╭─ Records for this exercise

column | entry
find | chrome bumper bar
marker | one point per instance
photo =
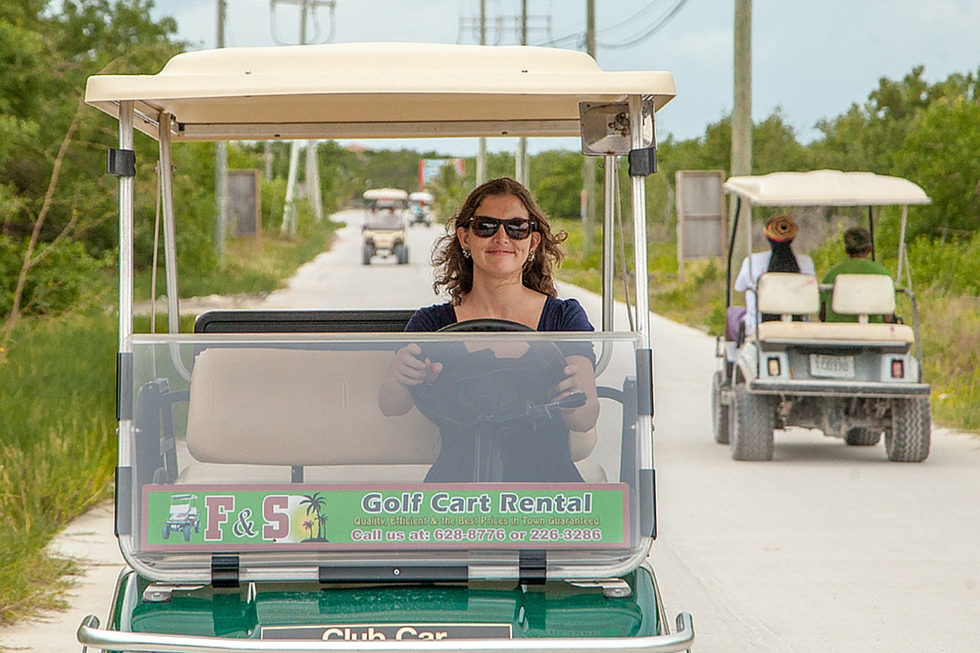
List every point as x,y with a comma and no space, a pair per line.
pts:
89,634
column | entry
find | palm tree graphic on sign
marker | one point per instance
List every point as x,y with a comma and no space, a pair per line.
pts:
314,505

╰─

**What you should do:**
Copy out all the entries exactly. Images stay out of the copy.

**Written answer:**
column | entry
find | chrome bumper bar
marker | one point per instance
photo =
List every point as x,y with a comma and no space, a pair per line.
pts:
89,634
column | entry
find | palm tree graphic on sign
marker | one point per instance
List every point as x,y with a comma and no space, a pair per line.
pts:
314,505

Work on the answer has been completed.